| Task directions |
Copy out each line exactly as it appears.

Collected data entries:
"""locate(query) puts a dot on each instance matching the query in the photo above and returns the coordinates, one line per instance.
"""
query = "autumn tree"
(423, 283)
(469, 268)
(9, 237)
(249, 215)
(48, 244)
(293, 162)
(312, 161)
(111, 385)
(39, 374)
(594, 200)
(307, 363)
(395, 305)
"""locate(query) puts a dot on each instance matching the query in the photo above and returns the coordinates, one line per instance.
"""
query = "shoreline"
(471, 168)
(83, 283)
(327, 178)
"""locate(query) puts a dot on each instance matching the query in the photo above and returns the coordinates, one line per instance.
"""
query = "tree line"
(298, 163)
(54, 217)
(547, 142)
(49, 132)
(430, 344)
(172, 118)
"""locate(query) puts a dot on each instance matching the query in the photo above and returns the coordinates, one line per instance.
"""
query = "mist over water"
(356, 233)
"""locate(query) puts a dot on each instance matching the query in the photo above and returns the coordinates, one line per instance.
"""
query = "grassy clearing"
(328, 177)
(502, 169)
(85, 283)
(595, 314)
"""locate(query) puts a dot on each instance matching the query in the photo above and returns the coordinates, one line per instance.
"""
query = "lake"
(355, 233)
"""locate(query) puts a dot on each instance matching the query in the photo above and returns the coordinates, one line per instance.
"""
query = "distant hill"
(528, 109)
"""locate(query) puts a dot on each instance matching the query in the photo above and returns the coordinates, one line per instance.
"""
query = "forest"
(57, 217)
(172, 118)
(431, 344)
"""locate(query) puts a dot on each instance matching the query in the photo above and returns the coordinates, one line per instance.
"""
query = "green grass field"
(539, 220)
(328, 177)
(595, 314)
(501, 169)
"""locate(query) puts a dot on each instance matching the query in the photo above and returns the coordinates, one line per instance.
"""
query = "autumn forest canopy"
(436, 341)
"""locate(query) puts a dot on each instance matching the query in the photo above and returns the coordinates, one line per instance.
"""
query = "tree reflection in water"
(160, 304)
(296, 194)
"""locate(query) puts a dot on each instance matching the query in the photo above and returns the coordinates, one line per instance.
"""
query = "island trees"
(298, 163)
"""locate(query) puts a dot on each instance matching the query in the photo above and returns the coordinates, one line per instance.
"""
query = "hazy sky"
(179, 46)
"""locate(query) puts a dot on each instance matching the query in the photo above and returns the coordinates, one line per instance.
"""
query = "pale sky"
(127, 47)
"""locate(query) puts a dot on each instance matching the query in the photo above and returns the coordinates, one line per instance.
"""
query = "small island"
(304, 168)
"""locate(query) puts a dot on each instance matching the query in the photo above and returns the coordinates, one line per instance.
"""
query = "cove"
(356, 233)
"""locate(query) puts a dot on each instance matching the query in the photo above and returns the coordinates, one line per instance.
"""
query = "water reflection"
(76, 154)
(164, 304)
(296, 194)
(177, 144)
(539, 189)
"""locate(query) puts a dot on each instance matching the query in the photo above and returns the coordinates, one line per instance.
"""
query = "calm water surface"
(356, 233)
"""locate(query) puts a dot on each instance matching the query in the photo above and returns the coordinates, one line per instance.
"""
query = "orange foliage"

| Output of the exercise |
"""locate(query) puts a dot on each instance matching the query in the photo above and returns the coordinates, one line per instance.
"""
query = "autumn tree"
(423, 283)
(469, 268)
(9, 237)
(249, 215)
(48, 244)
(293, 162)
(312, 161)
(111, 385)
(39, 374)
(594, 200)
(307, 363)
(395, 305)
"""locate(query) puts a dot on each instance matching the query in the photo above and returns the coordinates, one line per instance.
"""
query = "shoreline"
(471, 168)
(83, 283)
(327, 178)
"""locate(query) puts a dot on each instance matching the query in the photo above and returns the coordinates, one line per instance.
"""
query = "tree line"
(298, 163)
(54, 217)
(547, 142)
(49, 132)
(430, 344)
(172, 118)
"""locate(query) puts a dot on each instance matching the query in the photo above and returns the coordinates, one line per instance.
"""
query = "mist over water"
(356, 233)
"""locate(query) puts a dot on each instance matching the query in the photo above and returns the coordinates, one line per instance.
"""
query = "grassy clearing"
(328, 177)
(502, 169)
(85, 283)
(595, 314)
"""locate(query) puts a dot on each instance matching the query in the photo above and returns the coordinates, one line per instance.
"""
query = "lake"
(355, 233)
"""locate(query) puts a dot on each instance matching the query in the photo above and returns the coordinates, one line per instance.
"""
query = "distant hill"
(528, 109)
"""locate(query) puts a dot on each instance matching the query in the photo above and returns the coordinates, one line per instance.
"""
query = "forest"
(57, 217)
(172, 118)
(431, 344)
"""locate(query) puts a dot on each instance matching the query in the photo above and returns the coordinates, one line per instance.
"""
query = "green grass field"
(539, 220)
(328, 177)
(595, 314)
(501, 169)
"""locate(query) puts a dot on each instance matching the query in the photo above and returns the coordinates, one line per instance.
"""
query = "autumn forest canopy"
(436, 341)
"""locate(query) puts a dot on each instance matching the query in the photo above and returns the coordinates, one line per instance.
"""
query = "tree reflection in water"
(160, 304)
(296, 194)
"""locate(query) puts a dot on each instance matching the query in the photo above and returns the coordinates, one line per instance.
"""
query = "island trees"
(298, 163)
"""locate(query) puts a dot on each instance matching the query in the photo above and returns the coordinates, one line per instance.
"""
query = "hazy sky"
(179, 46)
"""locate(query) puts a dot on each instance matching the query in the photo above and returns the coordinates, one line per instance.
"""
query = "pale sky"
(127, 47)
"""locate(query) puts a dot on each instance matching the query in the photo above and returns the coordinates, one line per instance.
"""
query = "small island"
(304, 168)
"""locate(query) puts a dot on each instance matching the query in the photo above and returns the coordinates, one line per instance.
"""
query = "cove"
(356, 233)
"""locate(query) puts a dot on each instance matching the query in the photo above and returns the coordinates, one line per instance.
"""
query = "water reflection"
(76, 154)
(164, 304)
(296, 194)
(177, 144)
(539, 189)
"""locate(query) puts a dot on each instance matching the query in the photo above and returns the coordinates, one line per instance.
"""
query = "calm water surface"
(356, 233)
"""locate(query) puts a dot on each instance matching the query in the photo above and returns the coordinates, one line per instance.
"""
query = "orange foliage"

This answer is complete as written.